*** Provided entries
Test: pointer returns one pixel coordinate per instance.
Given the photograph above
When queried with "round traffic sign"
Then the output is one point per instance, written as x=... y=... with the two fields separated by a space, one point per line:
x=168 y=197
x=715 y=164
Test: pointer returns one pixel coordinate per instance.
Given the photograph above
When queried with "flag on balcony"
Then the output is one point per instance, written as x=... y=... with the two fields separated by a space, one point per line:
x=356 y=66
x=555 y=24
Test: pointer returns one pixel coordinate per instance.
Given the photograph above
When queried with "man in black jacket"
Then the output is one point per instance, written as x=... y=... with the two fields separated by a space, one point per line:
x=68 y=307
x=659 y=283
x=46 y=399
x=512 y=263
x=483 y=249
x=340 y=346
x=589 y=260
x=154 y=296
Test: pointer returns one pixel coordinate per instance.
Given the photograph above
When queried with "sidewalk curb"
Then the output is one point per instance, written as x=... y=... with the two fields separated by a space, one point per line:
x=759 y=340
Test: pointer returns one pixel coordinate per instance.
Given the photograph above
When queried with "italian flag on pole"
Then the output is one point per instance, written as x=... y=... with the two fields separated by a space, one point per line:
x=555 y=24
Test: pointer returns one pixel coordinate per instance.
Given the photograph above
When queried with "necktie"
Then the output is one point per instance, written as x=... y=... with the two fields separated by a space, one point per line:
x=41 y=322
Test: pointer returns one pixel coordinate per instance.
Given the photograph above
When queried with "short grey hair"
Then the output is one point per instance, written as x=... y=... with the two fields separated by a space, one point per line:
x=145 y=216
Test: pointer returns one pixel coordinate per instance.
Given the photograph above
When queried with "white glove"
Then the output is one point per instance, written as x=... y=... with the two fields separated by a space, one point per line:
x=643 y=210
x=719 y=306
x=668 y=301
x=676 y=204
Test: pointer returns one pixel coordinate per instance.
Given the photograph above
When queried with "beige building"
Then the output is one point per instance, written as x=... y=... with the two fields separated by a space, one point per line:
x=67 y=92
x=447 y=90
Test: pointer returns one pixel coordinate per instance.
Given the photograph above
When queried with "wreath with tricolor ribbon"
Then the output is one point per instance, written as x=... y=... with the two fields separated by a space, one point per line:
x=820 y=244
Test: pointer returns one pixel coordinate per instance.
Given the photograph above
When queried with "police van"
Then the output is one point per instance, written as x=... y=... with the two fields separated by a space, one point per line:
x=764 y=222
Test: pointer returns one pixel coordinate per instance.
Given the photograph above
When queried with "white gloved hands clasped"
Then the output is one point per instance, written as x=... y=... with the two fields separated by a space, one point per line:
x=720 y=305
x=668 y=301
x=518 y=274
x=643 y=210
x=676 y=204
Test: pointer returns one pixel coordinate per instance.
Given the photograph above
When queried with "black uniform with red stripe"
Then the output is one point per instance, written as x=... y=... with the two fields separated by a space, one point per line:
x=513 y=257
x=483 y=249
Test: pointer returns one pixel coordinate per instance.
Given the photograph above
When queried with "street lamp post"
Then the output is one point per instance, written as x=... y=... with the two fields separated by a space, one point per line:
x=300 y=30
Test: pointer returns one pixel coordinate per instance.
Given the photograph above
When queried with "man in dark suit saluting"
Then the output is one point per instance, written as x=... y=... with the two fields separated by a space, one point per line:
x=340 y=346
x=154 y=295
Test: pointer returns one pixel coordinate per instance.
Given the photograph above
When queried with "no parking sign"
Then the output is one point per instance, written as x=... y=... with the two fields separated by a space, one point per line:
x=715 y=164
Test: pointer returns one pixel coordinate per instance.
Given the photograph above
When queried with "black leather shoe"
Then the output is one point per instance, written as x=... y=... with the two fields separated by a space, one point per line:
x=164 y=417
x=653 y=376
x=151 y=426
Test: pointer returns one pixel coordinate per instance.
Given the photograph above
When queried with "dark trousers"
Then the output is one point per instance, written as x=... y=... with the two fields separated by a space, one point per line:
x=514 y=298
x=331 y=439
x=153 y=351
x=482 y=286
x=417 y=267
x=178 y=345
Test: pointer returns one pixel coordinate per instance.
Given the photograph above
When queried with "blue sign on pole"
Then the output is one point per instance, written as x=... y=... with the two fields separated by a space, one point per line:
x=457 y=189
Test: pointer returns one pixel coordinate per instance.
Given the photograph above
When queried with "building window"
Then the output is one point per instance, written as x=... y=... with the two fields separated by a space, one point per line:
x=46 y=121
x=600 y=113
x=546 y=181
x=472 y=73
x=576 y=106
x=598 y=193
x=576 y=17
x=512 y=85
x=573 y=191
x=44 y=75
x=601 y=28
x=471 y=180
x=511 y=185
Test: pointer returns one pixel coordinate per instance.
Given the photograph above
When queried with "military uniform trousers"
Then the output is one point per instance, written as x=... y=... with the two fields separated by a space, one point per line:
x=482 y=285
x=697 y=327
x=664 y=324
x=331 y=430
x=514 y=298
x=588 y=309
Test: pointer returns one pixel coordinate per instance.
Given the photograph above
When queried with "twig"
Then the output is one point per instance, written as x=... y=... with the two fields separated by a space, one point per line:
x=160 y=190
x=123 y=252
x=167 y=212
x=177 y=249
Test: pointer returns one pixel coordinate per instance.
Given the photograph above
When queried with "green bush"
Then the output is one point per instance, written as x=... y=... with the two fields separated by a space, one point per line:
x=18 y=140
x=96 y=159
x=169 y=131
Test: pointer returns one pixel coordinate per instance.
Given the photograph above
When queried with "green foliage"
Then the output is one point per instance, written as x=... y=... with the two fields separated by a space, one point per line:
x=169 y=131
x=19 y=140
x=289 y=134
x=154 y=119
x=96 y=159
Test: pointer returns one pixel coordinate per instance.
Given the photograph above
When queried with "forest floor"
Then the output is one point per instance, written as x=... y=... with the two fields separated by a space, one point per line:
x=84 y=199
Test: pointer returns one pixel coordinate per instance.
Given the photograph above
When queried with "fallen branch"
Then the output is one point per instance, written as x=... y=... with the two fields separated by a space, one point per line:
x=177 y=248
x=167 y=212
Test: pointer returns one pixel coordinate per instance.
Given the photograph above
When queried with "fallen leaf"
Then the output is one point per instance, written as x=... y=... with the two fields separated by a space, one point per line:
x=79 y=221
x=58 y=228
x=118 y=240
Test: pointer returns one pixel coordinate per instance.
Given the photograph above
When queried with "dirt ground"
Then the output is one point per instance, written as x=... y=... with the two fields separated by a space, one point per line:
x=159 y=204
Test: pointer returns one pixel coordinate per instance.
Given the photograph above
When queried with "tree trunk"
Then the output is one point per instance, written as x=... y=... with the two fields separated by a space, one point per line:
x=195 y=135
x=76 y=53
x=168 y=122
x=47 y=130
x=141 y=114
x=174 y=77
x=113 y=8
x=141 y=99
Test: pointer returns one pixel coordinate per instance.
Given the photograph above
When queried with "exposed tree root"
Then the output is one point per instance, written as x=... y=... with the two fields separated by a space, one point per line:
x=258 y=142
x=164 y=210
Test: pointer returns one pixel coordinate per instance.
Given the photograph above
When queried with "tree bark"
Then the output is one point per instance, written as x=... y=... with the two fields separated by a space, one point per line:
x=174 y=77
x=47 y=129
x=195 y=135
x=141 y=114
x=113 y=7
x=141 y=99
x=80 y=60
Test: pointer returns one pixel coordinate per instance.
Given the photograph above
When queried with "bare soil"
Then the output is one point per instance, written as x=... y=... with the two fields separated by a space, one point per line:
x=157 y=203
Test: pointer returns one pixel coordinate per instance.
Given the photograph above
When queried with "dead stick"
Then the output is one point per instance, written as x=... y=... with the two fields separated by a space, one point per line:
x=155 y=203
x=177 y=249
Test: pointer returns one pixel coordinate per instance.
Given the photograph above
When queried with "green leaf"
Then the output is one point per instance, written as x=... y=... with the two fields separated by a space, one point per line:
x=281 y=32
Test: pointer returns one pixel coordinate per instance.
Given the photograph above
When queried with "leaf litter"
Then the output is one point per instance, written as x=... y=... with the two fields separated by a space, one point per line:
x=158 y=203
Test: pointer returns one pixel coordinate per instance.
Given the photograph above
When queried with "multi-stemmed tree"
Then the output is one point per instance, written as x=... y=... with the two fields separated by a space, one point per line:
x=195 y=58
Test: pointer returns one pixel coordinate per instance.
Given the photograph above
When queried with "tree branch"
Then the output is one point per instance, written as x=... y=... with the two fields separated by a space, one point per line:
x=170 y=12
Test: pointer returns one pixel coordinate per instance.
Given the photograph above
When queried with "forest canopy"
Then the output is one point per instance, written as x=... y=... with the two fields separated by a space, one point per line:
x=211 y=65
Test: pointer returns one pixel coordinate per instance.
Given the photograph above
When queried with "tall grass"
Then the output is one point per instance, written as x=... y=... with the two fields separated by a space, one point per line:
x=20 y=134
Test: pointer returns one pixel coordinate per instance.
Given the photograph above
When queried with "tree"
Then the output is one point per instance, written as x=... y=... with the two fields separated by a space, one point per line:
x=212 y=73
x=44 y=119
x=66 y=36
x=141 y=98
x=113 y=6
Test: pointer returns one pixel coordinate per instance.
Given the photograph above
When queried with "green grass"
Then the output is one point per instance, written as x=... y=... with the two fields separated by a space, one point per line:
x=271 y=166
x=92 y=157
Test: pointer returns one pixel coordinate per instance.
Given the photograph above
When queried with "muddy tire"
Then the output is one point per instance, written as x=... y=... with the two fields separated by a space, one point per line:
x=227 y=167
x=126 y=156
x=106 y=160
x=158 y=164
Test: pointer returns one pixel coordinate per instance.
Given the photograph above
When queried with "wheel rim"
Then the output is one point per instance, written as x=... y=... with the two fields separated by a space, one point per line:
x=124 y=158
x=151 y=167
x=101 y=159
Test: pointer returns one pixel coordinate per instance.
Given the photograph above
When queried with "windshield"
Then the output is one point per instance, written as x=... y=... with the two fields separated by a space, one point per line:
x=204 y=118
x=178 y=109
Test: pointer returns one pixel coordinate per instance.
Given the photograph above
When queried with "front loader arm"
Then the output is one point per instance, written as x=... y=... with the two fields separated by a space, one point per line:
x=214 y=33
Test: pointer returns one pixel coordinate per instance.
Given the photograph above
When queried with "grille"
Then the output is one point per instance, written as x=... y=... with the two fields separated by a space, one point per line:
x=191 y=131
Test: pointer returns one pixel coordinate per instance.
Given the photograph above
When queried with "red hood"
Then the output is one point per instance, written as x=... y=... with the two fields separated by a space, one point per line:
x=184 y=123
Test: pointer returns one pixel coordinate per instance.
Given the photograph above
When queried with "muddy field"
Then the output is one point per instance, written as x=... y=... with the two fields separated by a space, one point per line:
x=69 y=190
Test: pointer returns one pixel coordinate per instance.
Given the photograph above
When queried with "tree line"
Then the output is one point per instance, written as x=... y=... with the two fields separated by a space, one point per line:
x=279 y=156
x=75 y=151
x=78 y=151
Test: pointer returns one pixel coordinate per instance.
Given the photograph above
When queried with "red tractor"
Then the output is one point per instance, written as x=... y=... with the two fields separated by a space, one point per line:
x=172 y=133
******
- Task to carry out -
Each line of the data that includes "uniform" should be copied.

- Result of the task -
When queried with "black uniform with red stripe"
When queried with "military uniform trousers"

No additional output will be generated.